Point localization data
--

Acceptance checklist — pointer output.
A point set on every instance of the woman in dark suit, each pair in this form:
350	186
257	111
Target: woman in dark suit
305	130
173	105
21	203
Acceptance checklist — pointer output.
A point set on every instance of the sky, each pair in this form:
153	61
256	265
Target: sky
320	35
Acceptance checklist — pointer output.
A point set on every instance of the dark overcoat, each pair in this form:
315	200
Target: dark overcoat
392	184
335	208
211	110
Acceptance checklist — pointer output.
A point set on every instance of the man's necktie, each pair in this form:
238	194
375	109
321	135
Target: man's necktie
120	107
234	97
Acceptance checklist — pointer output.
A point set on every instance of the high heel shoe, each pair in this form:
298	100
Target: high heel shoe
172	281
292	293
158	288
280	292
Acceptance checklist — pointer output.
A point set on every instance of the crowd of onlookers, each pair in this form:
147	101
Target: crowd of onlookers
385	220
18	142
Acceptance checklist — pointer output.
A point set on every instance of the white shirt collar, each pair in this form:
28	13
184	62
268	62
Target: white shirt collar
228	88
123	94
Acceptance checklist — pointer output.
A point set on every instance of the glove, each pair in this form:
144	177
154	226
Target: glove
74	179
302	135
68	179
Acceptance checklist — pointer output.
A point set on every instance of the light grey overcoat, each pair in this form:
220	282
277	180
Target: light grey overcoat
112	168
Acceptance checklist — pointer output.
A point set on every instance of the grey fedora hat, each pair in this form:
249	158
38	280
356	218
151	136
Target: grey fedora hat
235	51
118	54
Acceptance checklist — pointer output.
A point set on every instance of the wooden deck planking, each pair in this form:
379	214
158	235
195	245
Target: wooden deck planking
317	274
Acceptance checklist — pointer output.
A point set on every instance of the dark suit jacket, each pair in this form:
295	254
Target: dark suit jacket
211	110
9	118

--

* [Exercise details]:
Write the data above out again in full, exactly.

* [Response area]:
Acceptance checklist — pointer output.
A point set on every instance of the woman in dark suit, each pair in this form:
350	186
257	111
Target: woman in dark suit
305	130
173	105
21	203
Acceptance checklist — pointer output.
A point set on every instance of the sky, each pair in this form:
153	61
256	265
Target: sky
320	35
Acceptance checklist — pointer output.
A point set on every instance of the dark overcoat, each pair in this form:
315	200
Target: dark overcoat
392	184
335	208
211	110
Acceptance checklist — pointer output.
A point set on every instance of the man's necktie, each pair in this form:
238	194
375	109
321	135
Target: man's necktie
120	107
234	97
Acceptance checklist — pointer output.
A point set on every instance of the high heel shoe, each pair in this form:
298	100
Target: high heel shoe
172	281
292	293
158	288
280	292
Acceptance checklist — pointer output.
A point set on every instance of the crowd of onlookers, each pair in this form:
147	101
Target: crowd of onlookers
385	220
18	142
Acceptance checklist — pointer output.
A point set on every instance of the white shirt collar, each pair in this form:
28	13
184	62
268	62
Target: white shirt collar
228	88
123	94
Acceptance checklist — pointer output.
A point set on every instance of the glove, each pair in this form:
144	177
154	226
Target: glove
74	179
302	135
68	179
Acceptance checklist — pointer output.
A point set on every instance of the light grey overcoat, each pair in this form:
220	282
277	180
Target: light grey overcoat
112	168
Acceptance checklist — pointer output.
A point set on every instance of the grey fedora hat, each pair in this form:
249	158
38	280
356	218
151	136
Target: grey fedora hat
235	51
118	54
Acceptance checklist — pointer output.
A point set on every instance of the wooden deck planking, each pair in this form:
379	214
158	235
195	245
Target: wooden deck planking
317	274
Acceptance checklist — pointer output.
A point set on every instance of the dark suit jacket, each pair in this form:
295	254
Target: dark suit jacket
211	110
9	118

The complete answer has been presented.